◆ WHAT IS ASKED
Using the text on generalisation and methods, answer these:
1. What name does it give to the threat that comes from using a single method to measure a construct?
2. In Study #2, what was the dependent variable?
3. What was used to play the background music to employees?

##### Generalisation and methods

Just as there are problems arising from making generalisations from a single measure, as discussed in the previous section, external validity can also be threatened when using a single method to measure a given construct. Known as mono-method bias, it threatens the construct validity of the measurement procedure you use [see the article: Construct validity]. Before we reflect back on the threat to external validity from using a single method, let's look at the problems that can arise from using a single method, based on our example in Study #2:

Study #2
The relationship between background music and task performance amongst employees at a packing facility

To briefly recap, our study examined the relationship between background music (i.e., construct A) and task performance (i.e., construct B) amongst employees at a packing facility (e.g., Amazon, Wal-Mart, Tesco, etc.). The independent variable was background music (i.e., construct A), whilst the dependent variable was task performance (i.e., construct B). One group of employees listened to background music whilst working (i.e., the treatment group), whereas the other group were not provided with any background music (i.e., the control group). The task performance of employees was measured in terms of the number of tasks employees perform correctly per hour. The method used to listen to background music was a loud speaker (i.e., stereo system), whilst task performance was measured using an e-packing system, which automatically collected data on the number of tasks correctly performed by employees.

◆ STORED DATA
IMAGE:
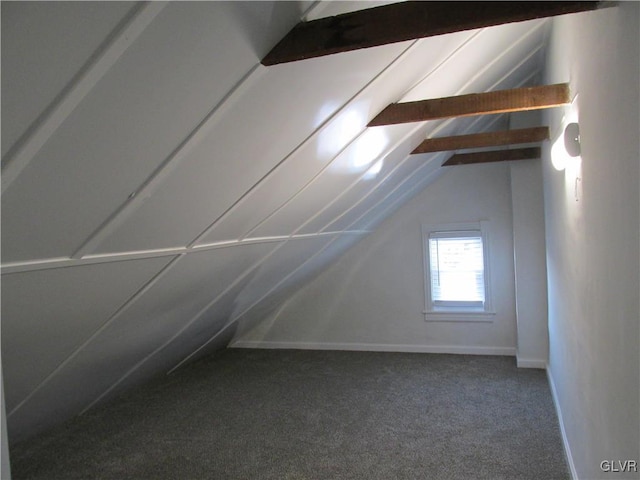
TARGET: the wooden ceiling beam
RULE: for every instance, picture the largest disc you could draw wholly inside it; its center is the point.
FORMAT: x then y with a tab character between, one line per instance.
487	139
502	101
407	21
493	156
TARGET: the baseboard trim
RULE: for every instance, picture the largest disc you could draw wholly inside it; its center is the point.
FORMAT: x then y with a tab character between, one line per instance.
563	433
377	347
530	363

---

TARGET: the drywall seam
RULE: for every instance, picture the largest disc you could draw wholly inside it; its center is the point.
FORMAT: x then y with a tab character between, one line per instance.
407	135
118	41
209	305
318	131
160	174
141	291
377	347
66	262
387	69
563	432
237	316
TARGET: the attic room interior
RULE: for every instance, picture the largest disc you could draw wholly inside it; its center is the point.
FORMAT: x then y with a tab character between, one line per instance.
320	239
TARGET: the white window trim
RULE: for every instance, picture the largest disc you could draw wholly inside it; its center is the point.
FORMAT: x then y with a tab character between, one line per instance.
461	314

* * *

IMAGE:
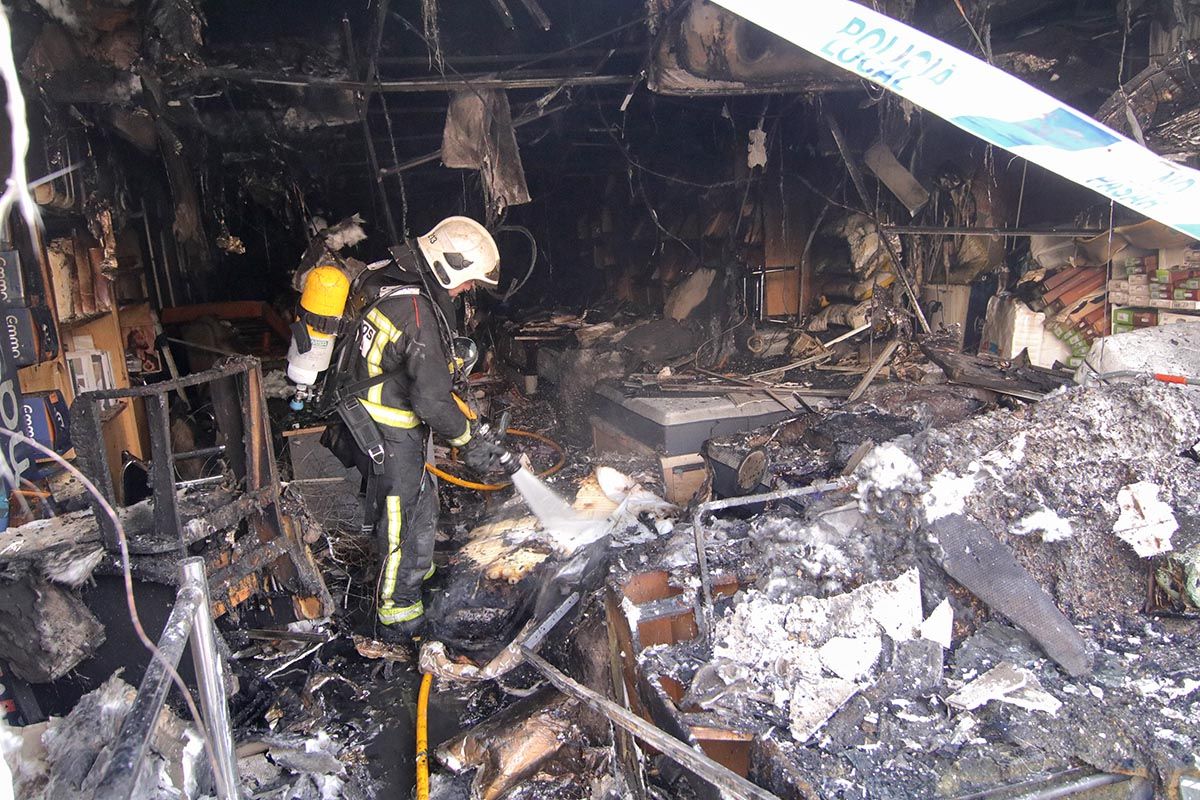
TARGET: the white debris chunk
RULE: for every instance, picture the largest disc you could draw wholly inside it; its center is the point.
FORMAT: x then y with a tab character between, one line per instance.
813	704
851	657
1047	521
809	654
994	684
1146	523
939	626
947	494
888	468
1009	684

◆ SOLUTION FOR THIS TASK
1. It is called mono-method bias.
2. The dependent variable was task performance.
3. A loud speaker, that is, a stereo system, was used.